◆ OBJECTIVE:
Output the records exactly as they appear, with no pictures included.

• • • • • • •

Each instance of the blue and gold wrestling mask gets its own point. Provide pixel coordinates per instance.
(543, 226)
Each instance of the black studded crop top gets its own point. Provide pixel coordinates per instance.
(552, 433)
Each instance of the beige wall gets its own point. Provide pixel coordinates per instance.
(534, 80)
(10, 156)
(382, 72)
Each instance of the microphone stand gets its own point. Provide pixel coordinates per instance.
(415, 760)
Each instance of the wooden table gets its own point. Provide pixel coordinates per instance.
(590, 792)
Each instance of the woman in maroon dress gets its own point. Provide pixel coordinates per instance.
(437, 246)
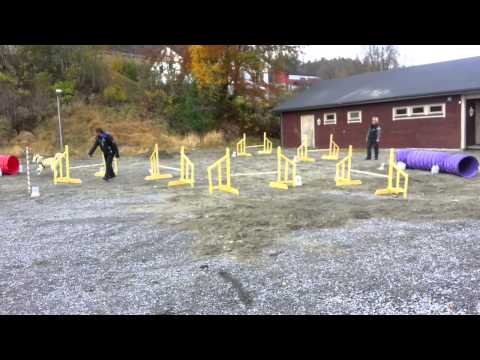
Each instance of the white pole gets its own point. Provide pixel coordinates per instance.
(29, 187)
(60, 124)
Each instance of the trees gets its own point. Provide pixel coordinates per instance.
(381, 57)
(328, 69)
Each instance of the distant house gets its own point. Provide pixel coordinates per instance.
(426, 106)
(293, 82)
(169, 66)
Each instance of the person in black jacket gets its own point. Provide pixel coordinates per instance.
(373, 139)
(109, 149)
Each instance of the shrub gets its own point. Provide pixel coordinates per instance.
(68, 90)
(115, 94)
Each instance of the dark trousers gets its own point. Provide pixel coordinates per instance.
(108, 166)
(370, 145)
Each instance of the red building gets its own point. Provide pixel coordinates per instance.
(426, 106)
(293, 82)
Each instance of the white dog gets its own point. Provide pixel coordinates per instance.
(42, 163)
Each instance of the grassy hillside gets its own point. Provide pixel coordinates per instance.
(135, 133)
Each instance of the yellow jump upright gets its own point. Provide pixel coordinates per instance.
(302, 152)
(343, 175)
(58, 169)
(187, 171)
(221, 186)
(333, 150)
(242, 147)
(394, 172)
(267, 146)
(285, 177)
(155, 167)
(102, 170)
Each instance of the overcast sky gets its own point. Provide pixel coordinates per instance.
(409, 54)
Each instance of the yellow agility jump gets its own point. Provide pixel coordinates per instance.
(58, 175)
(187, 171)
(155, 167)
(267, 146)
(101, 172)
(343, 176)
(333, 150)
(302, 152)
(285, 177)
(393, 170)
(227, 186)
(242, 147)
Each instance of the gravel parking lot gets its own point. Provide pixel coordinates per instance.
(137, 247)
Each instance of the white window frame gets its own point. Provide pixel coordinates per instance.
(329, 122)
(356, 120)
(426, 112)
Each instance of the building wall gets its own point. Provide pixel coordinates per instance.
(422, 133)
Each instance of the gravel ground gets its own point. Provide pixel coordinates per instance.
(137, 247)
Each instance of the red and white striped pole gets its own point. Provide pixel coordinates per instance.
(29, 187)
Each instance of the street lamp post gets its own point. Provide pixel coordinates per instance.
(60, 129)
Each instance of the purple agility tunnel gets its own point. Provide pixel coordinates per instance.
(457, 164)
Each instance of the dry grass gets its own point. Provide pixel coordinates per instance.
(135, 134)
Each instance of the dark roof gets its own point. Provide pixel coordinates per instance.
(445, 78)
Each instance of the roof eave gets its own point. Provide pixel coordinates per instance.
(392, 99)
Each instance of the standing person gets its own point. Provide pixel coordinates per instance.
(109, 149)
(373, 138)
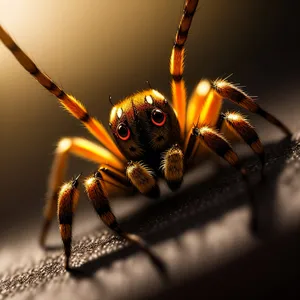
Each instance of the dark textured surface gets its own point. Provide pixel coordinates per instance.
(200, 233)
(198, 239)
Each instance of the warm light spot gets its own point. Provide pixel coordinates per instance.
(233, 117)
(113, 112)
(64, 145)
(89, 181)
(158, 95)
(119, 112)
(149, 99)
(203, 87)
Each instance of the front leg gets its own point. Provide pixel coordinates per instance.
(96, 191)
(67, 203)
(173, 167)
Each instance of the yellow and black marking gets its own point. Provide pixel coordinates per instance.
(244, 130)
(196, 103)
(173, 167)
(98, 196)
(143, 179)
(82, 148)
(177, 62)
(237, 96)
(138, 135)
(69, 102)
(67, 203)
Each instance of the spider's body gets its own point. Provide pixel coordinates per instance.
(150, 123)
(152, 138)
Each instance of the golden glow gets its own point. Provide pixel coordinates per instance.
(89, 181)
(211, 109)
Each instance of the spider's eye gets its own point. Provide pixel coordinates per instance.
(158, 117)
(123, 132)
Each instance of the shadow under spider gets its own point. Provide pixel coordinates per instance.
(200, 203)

• • • • • • •

◆ RESULT OF THIS EXERCISE:
Each instance of the blue and gold wrestling mask gets its own point. Provide pixel coordinates per instance.
(543, 226)
Each instance of the black studded crop top gets its own point. Provide pixel coordinates per instance.
(552, 433)
Each instance of the beige wall gets its own point. Provide pixel coordinates per instance.
(534, 80)
(10, 156)
(382, 72)
Each instance of the microphone stand gets its own point. Provide pixel coordinates per instance.
(415, 760)
Each instance of the wooden table gets its own point. Provide pixel coordinates per instance.
(590, 792)
Each instance of the woman in maroon dress gets its own point. Provide pixel coordinates per instance.
(437, 246)
Each instance of the white pole gets its own point. Provide pixel coordinates per instance.
(29, 187)
(60, 124)
Each instance of the trees gets its own point. Provide pixel coordinates per instance.
(381, 57)
(328, 69)
Each instance of the distant house gets its own point. Provide pixel coordinates per instance.
(426, 106)
(293, 82)
(169, 66)
Each instance of the person in black jacket gets its own point. Provide pixel coordinates per instance.
(373, 139)
(109, 149)
Each instance of the shrub gets its own point. Provide pixel coordinates per instance.
(68, 90)
(115, 94)
Each instance of the dark trousers gets its own point. Provide pixel coordinates per instance.
(108, 166)
(370, 145)
Each instance of the red building gets its own point. Provide pixel coordinates per instance.
(426, 106)
(293, 82)
Each instance of the white dog gets its own point. Provide pixel coordinates per instance.
(42, 163)
Each instance of the grassy hillside gets its own point. Provide pixel coordinates per instance.
(135, 133)
Each instance of the yellow jump upright gets its own point. Provide pixel coordinates per instance.
(302, 152)
(343, 175)
(58, 169)
(187, 171)
(221, 186)
(333, 150)
(242, 147)
(394, 172)
(267, 146)
(285, 177)
(155, 167)
(102, 170)
Each instance of the overcast sky gets its own point. Provide pixel coordinates per instance.
(409, 54)
Each instance of the yellow agility jump gets its own point. Provide pixel coordinates per instance.
(58, 175)
(187, 171)
(155, 167)
(267, 146)
(101, 172)
(343, 176)
(333, 150)
(302, 152)
(285, 177)
(393, 170)
(227, 186)
(242, 147)
Each instance of the gravel parking lot gets its own point. Provide pixel coordinates per instance.
(137, 247)
Each instance of the white window frame gets its own point. Provide pixel coordinates per instance.
(329, 122)
(356, 120)
(426, 112)
Each instance of the building wall gets its own point. Provide pixel coordinates per instance.
(422, 133)
Each instance of the gravel ground gets its own point. Provide pixel coordinates per instance.
(137, 247)
Each instance of the red and white striped pole gets its own point. Provide pixel coordinates per instance.
(29, 187)
Each instance of the street lamp post gets its own point. Provide pixel coordinates per instance.
(60, 129)
Each instance of the purple agility tunnel gets its own point. Provide pixel coordinates per instance.
(457, 164)
Each instance of the dry grass gets its own point. Provide pixel coordinates per instance.
(135, 134)
Each instance of the dark roof gets its own point. Provide pixel coordinates per instance.
(445, 78)
Each instance of the roof eave gets its own point. Provide pixel coordinates per instance.
(392, 99)
Each instance of the standing person gets its own point. Provide pixel coordinates per instance.
(109, 149)
(373, 138)
Each instance of the dark textured surface gets its own point. Provide pixel coordinates per instance.
(200, 233)
(198, 239)
Each instance of the warm light spot gets its own point. Provide pixel coordinates per instance.
(233, 117)
(113, 112)
(64, 145)
(89, 181)
(158, 95)
(119, 112)
(149, 99)
(203, 87)
Each instance of the front leg gets its own point. Provide pixel coordinates per instance.
(96, 191)
(67, 203)
(173, 167)
Each instance of the yellow and black marking gets its own point. Provide pixel coordinates per instance.
(244, 130)
(196, 103)
(173, 167)
(98, 196)
(143, 179)
(82, 148)
(177, 62)
(237, 96)
(138, 135)
(69, 102)
(67, 203)
Each instance of the spider's body gets its own point. Provide pixel coordinates per instance.
(150, 123)
(152, 138)
Each instance of the golden glow gets its own point. Provide pixel coordinates per instance.
(89, 181)
(211, 109)
Each instance of the spider's eye gets its own point. Provide pixel coordinates per instance.
(158, 117)
(123, 132)
Each instance of the shadow under spider gets its own point. Provide pixel coordinates per instance.
(200, 203)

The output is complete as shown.